SNAP: Sequential Non-Ancestor Pruning

SNAP: Sequential Non-Ancestor Pruning
for Targeted Causal Effect Estimation

¹University of Amsterdam
²Radboud University Nijmegen

Artificial Intelligence and Statistics (AISTATS), 2025

Abstract

Causal discovery can be computationally demanding for large numbers of variables. If we only wish to estimate the causal effects on a small subset of target variables, we might not need to learn the causal graph for all variables, but only a small subgraph that includes the targets and their adjustment sets. In this paper, we focus on identifying causal effects between target variables in a computationally and statistically efficient way. This task combines causal discovery and effect estimation, aligning the discovery objective with the effects to be estimated. We show that definite non-ancestors of the targets are unnecessary to learn causal relations between the targets and to identify efficient adjustments sets. We sequentially identify and prune these definite non-ancestors with our Sequential Non-Ancestor Pruning (SNAP) framework, which can be used either as a preprocessing step to standard causal discovery methods, or as a standalone sound and complete causal discovery algorithm. Our results on synthetic and real data show that both approaches substantially reduce the number of independence tests and the computation time without compromising the quality of causal effect estimations.

Targeted Causal Effect Estimation with an Unknown Graph

Estimating causal effects, for example to understand how human activities drive climate change, is fundamental to our scientific understanding and practical decision-making. The gold standard for this is to conduct experiments, but these can be expensive or unethical. For instance, deliberately increasing greenhouse gas emissions to study their effects would be irresponsible. Fortunately, causal effects can also be estimated from observational data, using adjustment variables. These adjustment sets are determined by the causal graph of the underlying process, which can also be estimated by causal discovery methods.

Causal discovery estimates the causal graph, from which valid adjustment sets can be read off for causal effect estimation.

However, discovering the full causal graph can be computationally expensive for large numbers of variables. If we are only interested in the causal effects between a small set of target variables, we may not need to learn the entire causal graph, but just a smaller subgraph that includes the targets and their statistically efficient adjustment sets.

Removing \(V_3\) and \(V_5\) in the previous example decreases the cost of causal discovery, while yielding the same efficient adjustment sets.

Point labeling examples

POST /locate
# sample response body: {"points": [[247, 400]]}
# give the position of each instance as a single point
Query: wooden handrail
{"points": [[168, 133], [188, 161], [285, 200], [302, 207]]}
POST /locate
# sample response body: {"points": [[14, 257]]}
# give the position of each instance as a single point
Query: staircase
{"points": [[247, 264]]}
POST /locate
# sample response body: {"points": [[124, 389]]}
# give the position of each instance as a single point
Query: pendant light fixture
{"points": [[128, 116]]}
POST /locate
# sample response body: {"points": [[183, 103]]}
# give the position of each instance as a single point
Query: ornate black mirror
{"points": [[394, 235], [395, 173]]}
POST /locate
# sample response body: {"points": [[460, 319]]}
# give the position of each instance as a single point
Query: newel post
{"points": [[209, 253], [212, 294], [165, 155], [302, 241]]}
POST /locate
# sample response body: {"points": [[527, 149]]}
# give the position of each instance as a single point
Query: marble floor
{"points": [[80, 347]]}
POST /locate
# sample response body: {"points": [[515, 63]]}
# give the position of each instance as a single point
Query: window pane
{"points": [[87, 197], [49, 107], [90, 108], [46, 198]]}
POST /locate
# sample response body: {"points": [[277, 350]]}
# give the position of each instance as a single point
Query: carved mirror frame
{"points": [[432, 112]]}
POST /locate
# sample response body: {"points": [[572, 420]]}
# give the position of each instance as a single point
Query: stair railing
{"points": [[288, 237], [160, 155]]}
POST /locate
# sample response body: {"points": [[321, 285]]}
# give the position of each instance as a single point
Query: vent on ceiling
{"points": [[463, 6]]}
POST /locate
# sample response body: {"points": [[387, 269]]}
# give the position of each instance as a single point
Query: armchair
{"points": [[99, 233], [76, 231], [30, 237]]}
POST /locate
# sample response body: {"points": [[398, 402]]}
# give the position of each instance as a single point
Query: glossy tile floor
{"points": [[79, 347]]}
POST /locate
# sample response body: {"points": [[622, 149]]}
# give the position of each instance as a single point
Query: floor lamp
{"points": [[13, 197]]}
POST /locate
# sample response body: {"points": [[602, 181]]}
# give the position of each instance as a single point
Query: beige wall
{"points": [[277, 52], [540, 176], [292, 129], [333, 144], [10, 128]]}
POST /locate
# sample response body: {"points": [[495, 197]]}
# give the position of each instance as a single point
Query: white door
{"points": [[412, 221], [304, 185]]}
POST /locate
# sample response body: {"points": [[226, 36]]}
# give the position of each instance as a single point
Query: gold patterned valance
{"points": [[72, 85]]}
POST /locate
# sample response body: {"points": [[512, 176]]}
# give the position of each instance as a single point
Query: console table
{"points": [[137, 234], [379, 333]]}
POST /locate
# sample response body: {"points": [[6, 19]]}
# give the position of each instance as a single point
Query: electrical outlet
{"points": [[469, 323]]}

**SET PROBLEM:** Please carry on the SNAP overview of targeted causal effect estimation, picking up right after its final sentence.

**REPLY TO THE TASK:**
We formalize this problem as targeted causal effect estimation with an unknown graph, which focuses on identifying the causal effects between all pairs of target variables in a computationally and statistically efficient way.

Possible Ancestors are All You Need

Discovering uninformative parts of the causal graph wastes computational resources. Conversely, removing all non-target variables risks confounded causal effects and fewer identifiable causal relations. Even with hints about a valid adjustment set, causal discovery might still not be able to verify all relevant causal relations.

Considering only the targets for causal discovery might not identify their causal relations or valid adjustment sets.

Also considering a valid adjustment set for causal discovery might still not identify all relevant causal relations.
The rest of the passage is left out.